Task instructions - Reproduce the entire listing below verbatim, line for line.

Pointing entries for labeled objects -
-.-.-
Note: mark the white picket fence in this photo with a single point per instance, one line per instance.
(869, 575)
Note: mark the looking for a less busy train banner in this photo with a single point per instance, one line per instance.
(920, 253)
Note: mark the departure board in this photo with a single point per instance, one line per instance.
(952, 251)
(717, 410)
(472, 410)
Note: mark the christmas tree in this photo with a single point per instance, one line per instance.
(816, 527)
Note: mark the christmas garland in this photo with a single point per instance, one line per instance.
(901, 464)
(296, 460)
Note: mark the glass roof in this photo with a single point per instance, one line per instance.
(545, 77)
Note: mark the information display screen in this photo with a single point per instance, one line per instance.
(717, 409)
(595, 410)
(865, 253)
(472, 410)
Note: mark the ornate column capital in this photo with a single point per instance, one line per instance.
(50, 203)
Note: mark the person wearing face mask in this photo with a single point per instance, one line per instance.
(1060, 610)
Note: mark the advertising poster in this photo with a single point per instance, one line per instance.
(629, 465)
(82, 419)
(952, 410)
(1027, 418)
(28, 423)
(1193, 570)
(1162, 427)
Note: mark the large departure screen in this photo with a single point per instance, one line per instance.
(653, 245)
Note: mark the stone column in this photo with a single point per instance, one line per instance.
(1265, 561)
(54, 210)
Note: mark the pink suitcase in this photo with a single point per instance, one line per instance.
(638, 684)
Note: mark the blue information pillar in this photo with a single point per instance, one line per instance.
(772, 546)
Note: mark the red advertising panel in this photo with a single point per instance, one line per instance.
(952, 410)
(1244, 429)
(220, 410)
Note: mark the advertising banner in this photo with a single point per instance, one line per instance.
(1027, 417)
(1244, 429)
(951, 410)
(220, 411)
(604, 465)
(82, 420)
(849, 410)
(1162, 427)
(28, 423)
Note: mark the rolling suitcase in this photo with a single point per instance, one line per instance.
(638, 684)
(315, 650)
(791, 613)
-.-.-
Answer to the problem -
Note: mark the white picket fence in this photo with a single point per instance, one line per instance.
(869, 575)
Note: mark the looking for a less busy train banner in this photo with a single point per instance, one line per instance.
(920, 253)
Note: mark the departure board in this photo with a single point per instance, one line per instance.
(952, 251)
(717, 410)
(472, 410)
Note: mark the christmas tree in this photo with a single point per instance, one line per instance.
(816, 527)
Note: mark the christmas garland in this photo with a single point per instance, one line per instance.
(901, 464)
(296, 460)
Note: mark the glass roof in this photo with a single point per instance, one line per instance.
(545, 77)
Note: mark the information display screen in this photo with a single point per instance, one line per instance.
(717, 409)
(595, 410)
(865, 253)
(472, 410)
Note: mark the ornate column capital in this photo with a single point per instance, one line per instance.
(50, 203)
Note: mark the person wearing face mask in this photo with a single point per instance, one line per instance.
(1060, 610)
Note: mark the advertising poster in this photo with a single point per instance, one line per instance.
(629, 465)
(82, 419)
(952, 410)
(1027, 418)
(28, 423)
(1193, 570)
(1162, 427)
Note: mark the large departure screen in this photo with a single point per instance, one line per instance.
(653, 245)
Note: mark the stone column in this photo with a single point per instance, one line per instance.
(1265, 561)
(54, 210)
Note: mark the pink suitcase in this photo with a single point per instance, one line per instance.
(638, 684)
Note: mark the blue information pillar in this photo with a single point per instance, one line per instance.
(772, 546)
Note: mark the red advertising panel in this photo with a single point per instance, one line per instance.
(952, 410)
(1244, 429)
(220, 410)
Note: mark the advertising banner in this photo with a single point per instance, one line per instance.
(1027, 417)
(1244, 429)
(951, 410)
(220, 411)
(604, 465)
(82, 420)
(849, 410)
(1162, 427)
(28, 423)
Note: mark the rolling suitcase in this photo with a single point per instance, one line per instance.
(638, 684)
(315, 650)
(791, 613)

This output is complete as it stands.